Task statement:
Leaving out the pictures, restate each record below word for word.

Record excerpts START

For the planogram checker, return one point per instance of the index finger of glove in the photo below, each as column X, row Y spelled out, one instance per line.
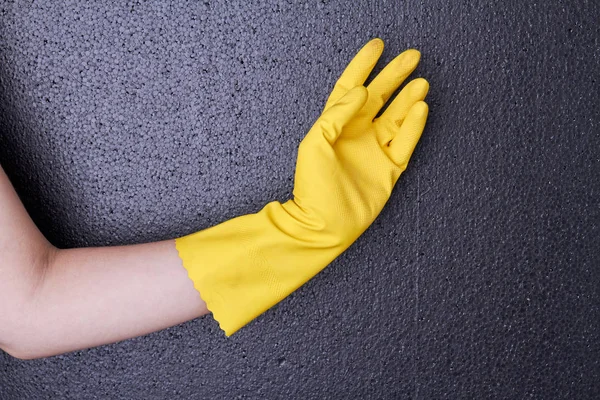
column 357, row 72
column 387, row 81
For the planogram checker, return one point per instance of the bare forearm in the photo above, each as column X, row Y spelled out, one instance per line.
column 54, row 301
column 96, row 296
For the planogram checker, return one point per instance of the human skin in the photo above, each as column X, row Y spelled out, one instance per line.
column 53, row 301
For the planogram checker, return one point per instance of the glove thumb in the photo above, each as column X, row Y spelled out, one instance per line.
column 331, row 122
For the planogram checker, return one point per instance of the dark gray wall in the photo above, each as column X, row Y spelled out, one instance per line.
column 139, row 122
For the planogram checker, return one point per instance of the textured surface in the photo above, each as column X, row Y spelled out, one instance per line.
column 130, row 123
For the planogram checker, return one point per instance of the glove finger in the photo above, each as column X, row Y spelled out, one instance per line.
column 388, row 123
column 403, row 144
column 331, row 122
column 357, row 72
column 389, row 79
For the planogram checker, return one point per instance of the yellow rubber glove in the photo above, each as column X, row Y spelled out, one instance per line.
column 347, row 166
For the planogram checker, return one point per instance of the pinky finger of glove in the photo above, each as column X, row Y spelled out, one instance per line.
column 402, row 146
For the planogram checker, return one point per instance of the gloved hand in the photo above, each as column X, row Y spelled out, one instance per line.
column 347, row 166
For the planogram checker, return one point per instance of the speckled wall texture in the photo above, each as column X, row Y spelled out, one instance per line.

Record excerpts END

Reply:
For the planogram checker, return one point per instance of the index finger of glove in the photo below, each as column X, row Y spelled out, one instance per line.
column 357, row 72
column 387, row 81
For the planogram checker, return one point per instance of the bare forearm in the photo above, each as column X, row Y spelled out, one instance per line.
column 54, row 301
column 96, row 296
For the planogram checker, return one point per instance of the human skin in the photo above, each as column X, row Y spelled out, one instance per line.
column 53, row 301
For the planogram checker, return one point per instance of the glove thumb in the photo above, each as column X, row Y spelled out, one instance per line.
column 331, row 122
For the planogram checker, return one point per instance of the dark gray wall in the photo above, each as column X, row Y spelled out, one instance per line.
column 139, row 122
For the planogram checker, return one point per instance of the textured surface in the photo above, each as column X, row Y spelled out, one instance per line.
column 130, row 123
For the planogram checker, return one point per instance of the glove finger in the photo above, each as column X, row Y spelled out, one instance per line.
column 388, row 123
column 403, row 144
column 331, row 122
column 357, row 72
column 389, row 79
For the planogram checker, return one point per instance of the yellow rubber glove in the photo above, each as column X, row Y spelled out, one instance per line.
column 347, row 166
For the planogram checker, return one point per instance of the pinky finger of glove in the photo above, each as column X, row Y spelled out, one instance per line.
column 402, row 146
For the planogram checker, return one point per instance of the gloved hand in the photo above, each as column X, row Y spelled out, one instance per line.
column 347, row 166
For the planogram checker, return one point per instance of the speckled wall texture in the photo above, each as column X, row Y spelled out, one instance per line.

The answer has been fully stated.